» **Problems**:
[a] Do these statements agree with the Yankees preview? Answer yes or no for each, and quote the words that decide it. (i) The Yankees have won more World Series titles than they have had losing seasons. (ii) This winter the Yankees committed about a billion dollars in guaranteed money. (iii) The preview expects the Yankees to finish far from the top this season.
[b] In the Yankees preview, over what span of seasons is the guaranteed money from this winter spread?

» **Selected passage**:
######
Second Place: New York Yankees
One of baseball's constants -- one of its more depressing constants, if you're a fan of one of the other teams in this division -- is that the Yankees are never bad for long. This is to be expected from a franchise that has more World Series rings than seasons below .500, but it always seems like a surprise anyway given the quality of the teams around them and -- let's face it -- how desperately most of us want them to fail. Want and will are two different things, however, and the Yankees will either be back on top this season or very close to it. And they'd better be, considering that this winter they handed out almost half a billion dollars in guaranteed money over the next six or seven seasons.
######
» **Stored entries**:
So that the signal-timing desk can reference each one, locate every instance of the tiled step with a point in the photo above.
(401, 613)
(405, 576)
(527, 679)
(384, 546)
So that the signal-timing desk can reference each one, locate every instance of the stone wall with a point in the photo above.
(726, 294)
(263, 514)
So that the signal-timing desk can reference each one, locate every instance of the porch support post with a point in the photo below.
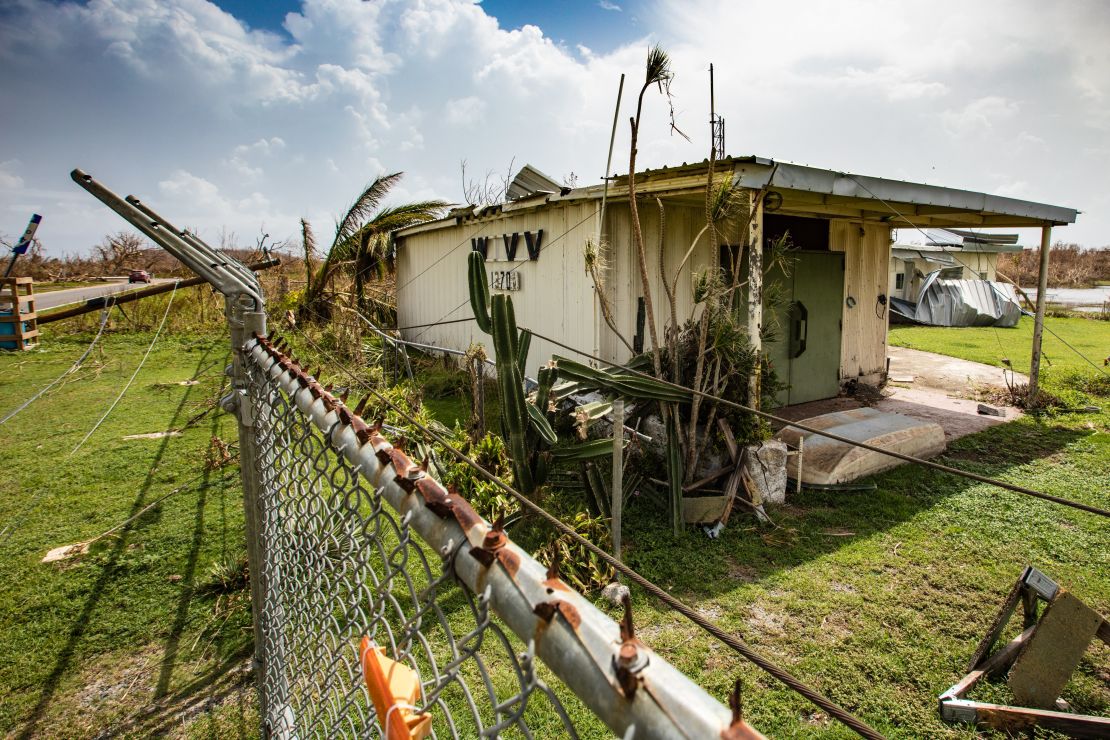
(1039, 321)
(755, 292)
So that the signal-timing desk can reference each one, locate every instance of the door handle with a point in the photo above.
(800, 328)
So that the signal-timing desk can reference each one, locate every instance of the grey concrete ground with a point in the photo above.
(939, 392)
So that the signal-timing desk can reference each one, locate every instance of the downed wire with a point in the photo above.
(72, 368)
(133, 375)
(823, 433)
(835, 710)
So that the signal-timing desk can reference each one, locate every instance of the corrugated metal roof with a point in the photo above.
(531, 181)
(818, 192)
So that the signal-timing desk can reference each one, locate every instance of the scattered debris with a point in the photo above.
(66, 551)
(1039, 661)
(615, 592)
(218, 455)
(154, 435)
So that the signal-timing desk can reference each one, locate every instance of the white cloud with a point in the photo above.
(225, 125)
(9, 176)
(979, 115)
(467, 111)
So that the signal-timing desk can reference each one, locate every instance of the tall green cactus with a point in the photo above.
(524, 425)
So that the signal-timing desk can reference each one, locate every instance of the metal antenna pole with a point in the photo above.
(605, 198)
(713, 119)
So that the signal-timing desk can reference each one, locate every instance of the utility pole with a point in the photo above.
(23, 243)
(617, 505)
(755, 294)
(1039, 320)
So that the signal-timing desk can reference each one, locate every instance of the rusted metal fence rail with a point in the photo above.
(347, 538)
(356, 539)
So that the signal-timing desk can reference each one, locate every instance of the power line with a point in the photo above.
(72, 368)
(444, 256)
(133, 375)
(9, 529)
(823, 433)
(733, 641)
(453, 321)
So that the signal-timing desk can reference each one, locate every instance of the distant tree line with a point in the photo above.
(1069, 265)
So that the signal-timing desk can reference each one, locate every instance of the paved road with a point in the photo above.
(52, 298)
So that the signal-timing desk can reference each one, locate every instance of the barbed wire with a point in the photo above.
(733, 641)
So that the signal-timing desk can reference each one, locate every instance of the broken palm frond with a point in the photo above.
(309, 242)
(596, 266)
(81, 548)
(362, 243)
(578, 566)
(627, 385)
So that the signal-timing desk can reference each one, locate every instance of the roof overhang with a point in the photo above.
(811, 191)
(806, 191)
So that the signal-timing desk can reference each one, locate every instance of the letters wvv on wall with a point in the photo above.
(510, 246)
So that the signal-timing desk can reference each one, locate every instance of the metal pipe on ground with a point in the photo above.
(100, 302)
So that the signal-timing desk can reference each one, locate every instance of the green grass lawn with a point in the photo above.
(876, 598)
(123, 639)
(988, 345)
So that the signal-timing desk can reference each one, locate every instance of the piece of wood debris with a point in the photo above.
(153, 435)
(66, 551)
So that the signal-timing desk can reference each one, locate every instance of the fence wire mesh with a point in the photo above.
(337, 564)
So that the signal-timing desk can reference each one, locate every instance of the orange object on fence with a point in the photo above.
(393, 688)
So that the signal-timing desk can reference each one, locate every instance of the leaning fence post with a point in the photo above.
(244, 321)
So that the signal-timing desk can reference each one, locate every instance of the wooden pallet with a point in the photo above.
(19, 326)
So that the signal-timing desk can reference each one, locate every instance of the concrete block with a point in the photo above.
(1052, 651)
(766, 465)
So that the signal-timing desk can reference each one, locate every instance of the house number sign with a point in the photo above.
(505, 280)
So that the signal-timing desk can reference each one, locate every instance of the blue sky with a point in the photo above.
(599, 24)
(241, 118)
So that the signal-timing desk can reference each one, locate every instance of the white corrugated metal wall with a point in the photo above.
(555, 296)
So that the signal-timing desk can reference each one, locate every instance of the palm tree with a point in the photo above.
(363, 244)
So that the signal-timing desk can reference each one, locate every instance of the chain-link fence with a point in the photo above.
(356, 540)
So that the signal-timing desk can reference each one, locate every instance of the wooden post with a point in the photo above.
(480, 394)
(1039, 321)
(617, 473)
(755, 292)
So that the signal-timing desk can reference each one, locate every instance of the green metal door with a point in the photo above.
(813, 328)
(801, 323)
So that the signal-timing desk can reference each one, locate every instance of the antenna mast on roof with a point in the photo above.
(716, 124)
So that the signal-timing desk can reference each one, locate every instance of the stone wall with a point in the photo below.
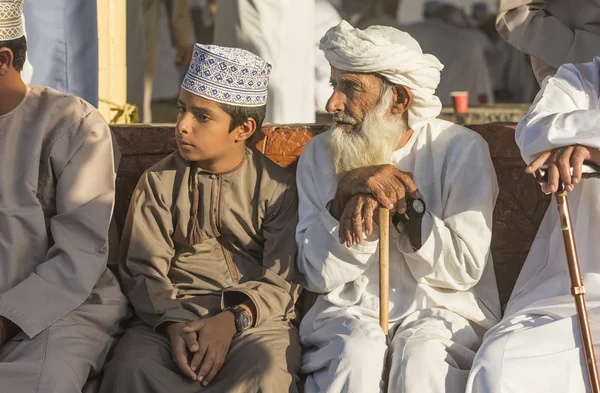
(519, 208)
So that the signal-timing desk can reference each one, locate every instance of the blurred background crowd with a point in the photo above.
(161, 33)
######
» **Results**:
[a]
(i) Yes: "a franchise that has more World Series rings than seasons below .500"
(ii) No: "this winter they handed out almost half a billion dollars in guaranteed money"
(iii) No: "the Yankees will either be back on top this season or very close to it"

[b] The next six or seven seasons.